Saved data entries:
※

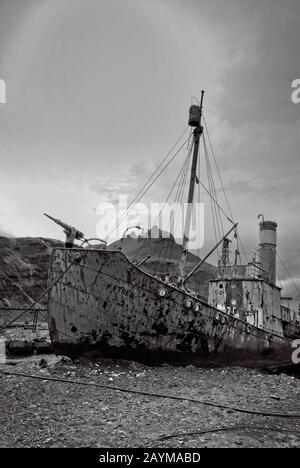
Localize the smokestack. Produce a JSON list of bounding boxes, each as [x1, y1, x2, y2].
[[258, 220, 277, 285]]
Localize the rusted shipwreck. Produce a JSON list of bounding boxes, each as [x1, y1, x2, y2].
[[46, 93, 298, 366]]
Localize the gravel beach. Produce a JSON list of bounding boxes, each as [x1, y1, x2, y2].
[[1, 333, 299, 448]]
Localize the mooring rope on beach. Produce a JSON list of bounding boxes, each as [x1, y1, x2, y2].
[[1, 369, 300, 419], [141, 424, 300, 446]]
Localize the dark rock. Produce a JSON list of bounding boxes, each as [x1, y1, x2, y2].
[[38, 358, 48, 368], [6, 340, 34, 356], [34, 341, 53, 354]]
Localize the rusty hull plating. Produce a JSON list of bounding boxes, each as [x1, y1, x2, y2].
[[48, 248, 292, 366]]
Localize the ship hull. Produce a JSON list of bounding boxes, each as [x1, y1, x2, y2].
[[47, 248, 293, 367]]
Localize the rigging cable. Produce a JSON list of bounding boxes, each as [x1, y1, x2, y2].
[[203, 115, 250, 265], [152, 142, 193, 239], [157, 142, 193, 274], [166, 139, 195, 270], [159, 144, 193, 273], [277, 251, 300, 297], [103, 127, 190, 243], [236, 233, 249, 265], [203, 134, 223, 257], [133, 145, 192, 268], [197, 178, 234, 225], [203, 133, 224, 238], [203, 115, 234, 221]]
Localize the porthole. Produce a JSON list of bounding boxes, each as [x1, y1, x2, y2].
[[158, 288, 166, 297], [214, 311, 221, 322]]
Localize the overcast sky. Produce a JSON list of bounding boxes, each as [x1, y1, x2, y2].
[[0, 0, 299, 294]]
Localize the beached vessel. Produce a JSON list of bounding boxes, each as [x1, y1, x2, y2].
[[46, 93, 298, 366]]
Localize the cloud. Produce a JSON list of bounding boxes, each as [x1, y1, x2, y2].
[[0, 0, 300, 290], [0, 225, 12, 237]]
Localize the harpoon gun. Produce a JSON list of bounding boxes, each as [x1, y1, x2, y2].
[[44, 213, 85, 248]]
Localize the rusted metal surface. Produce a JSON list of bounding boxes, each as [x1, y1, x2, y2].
[[47, 248, 292, 365], [209, 279, 283, 335]]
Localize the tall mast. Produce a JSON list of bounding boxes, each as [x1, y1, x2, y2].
[[179, 91, 204, 282]]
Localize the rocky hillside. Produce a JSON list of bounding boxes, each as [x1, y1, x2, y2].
[[0, 231, 216, 310], [0, 236, 63, 309], [110, 229, 216, 298]]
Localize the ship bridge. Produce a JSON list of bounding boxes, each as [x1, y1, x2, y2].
[[214, 263, 270, 282], [208, 221, 284, 337]]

※

Please reproduce the records above exactly and leave any picture behind.

Localize the smokestack. Produce a JSON list of bounding boxes, each as [x1, y1, x2, y2].
[[258, 220, 277, 285]]
Localize the rusted shipwreck. Produce a JSON list of bounding boxes, each as [x1, y1, x2, y2].
[[46, 93, 298, 366]]
Localize the gravel beach. Produce a JSON list of bounding boxes, each as [x1, y1, x2, y2].
[[1, 333, 299, 448]]
Localize the mooring rope on beach. Produce a JSON list of bounding boxes, each as [x1, y1, x2, y2].
[[1, 369, 300, 419], [141, 424, 300, 446]]
Localize the dark rock. Produce a JSON list of bounding boxes, each as [x1, y1, x2, y2].
[[38, 358, 48, 368], [6, 340, 34, 356], [34, 341, 53, 354]]
Localize the rusty hull plating. Produce a JSON list of bounding boxes, each as [x1, y1, x2, y2].
[[48, 248, 292, 366]]
Localize the ship hull. Produce a JSON list of bounding boxes, each as [x1, y1, x2, y2].
[[47, 248, 293, 367]]
Localize the rigging cable. Produce a JSON list of bounding boxes, each as [x1, y1, x2, y2].
[[203, 115, 250, 265], [152, 142, 193, 239], [157, 142, 193, 274], [166, 139, 195, 270], [159, 144, 193, 273], [277, 251, 300, 297], [103, 127, 190, 243], [236, 233, 249, 265], [203, 134, 223, 257], [133, 145, 192, 268], [197, 178, 234, 225], [203, 133, 224, 238], [203, 115, 234, 221]]
Localize the porthole. Produce a JSON list of bounding boxes, each as [x1, y1, x2, y2].
[[158, 288, 166, 297], [214, 311, 221, 322]]
Localize the overcast sky. Produce a JSON list of bounding boxes, each as [x1, y1, x2, y2].
[[0, 0, 299, 294]]
Localize the beached vessel. Produce a JSON list of bounding boxes, each as [x1, y1, x2, y2].
[[46, 93, 298, 366]]
Localize the cloud. Produce a JSON list of bounding boxes, each as [x1, y1, x2, y2].
[[0, 0, 300, 290], [0, 225, 12, 237]]
Localize the harpoon gun. Produce a JSON list of bounding boxes, each as [x1, y1, x2, y2].
[[44, 213, 85, 248]]
Localize the rusted metal surface. Produce a JSON list of bounding boxes, each as [x1, y1, x2, y2].
[[47, 248, 292, 365], [209, 279, 283, 335]]
Localize the tall mast. Produce a JSON list of bounding boxes, each as [x1, y1, x2, y2].
[[179, 91, 204, 282]]
Localize the rocky hillside. Produce a JSON list of bounding boxes, each as [x1, y1, x2, y2].
[[0, 231, 216, 310], [0, 236, 63, 309], [110, 229, 216, 298]]
Localize the ship bridge. Produce a JSON list of bounding boxes, each as [x1, y1, x2, y2].
[[214, 263, 270, 282], [208, 221, 284, 337]]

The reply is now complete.